• **Work to complete**
Format the rows that run from the line containing "Where can you see the green" through the line containing "point(151, 593)", both included, as a JSON list of strings with one string per line and no blank lines. Leave out every other row.
-- BEGIN Given data --
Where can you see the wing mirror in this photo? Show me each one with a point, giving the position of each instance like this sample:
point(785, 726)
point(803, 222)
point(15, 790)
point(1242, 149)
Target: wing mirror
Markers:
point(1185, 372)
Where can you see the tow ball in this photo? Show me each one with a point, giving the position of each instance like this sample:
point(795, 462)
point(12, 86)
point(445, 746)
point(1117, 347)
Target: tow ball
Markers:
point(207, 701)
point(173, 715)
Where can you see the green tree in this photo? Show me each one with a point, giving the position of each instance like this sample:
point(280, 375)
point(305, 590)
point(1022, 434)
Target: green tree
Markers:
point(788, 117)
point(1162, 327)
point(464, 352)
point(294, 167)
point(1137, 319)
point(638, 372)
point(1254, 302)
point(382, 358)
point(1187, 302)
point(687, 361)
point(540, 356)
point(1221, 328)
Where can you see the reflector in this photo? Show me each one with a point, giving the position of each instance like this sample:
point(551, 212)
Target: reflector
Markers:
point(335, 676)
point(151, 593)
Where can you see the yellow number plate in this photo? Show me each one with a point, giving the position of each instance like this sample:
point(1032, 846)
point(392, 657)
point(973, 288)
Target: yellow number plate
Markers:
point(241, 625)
-- END Given data --
• **Completed task**
[
  "Where can you see the green tree in this photo? Show me each one with a point, giving the position of each instance like this sample:",
  "point(280, 375)",
  "point(305, 590)",
  "point(1022, 434)",
  "Target: green tree",
  "Markers:",
  "point(788, 117)",
  "point(1162, 327)",
  "point(464, 352)",
  "point(294, 167)",
  "point(1137, 319)",
  "point(638, 372)",
  "point(1254, 302)",
  "point(382, 358)",
  "point(1187, 302)",
  "point(687, 361)",
  "point(540, 356)",
  "point(1221, 328)",
  "Where can you see the reflector in this photo? Show me each one with a point, giving the position of each instance like this sample:",
  "point(551, 212)",
  "Target: reflector",
  "Markers:",
  "point(335, 676)",
  "point(151, 593)"
]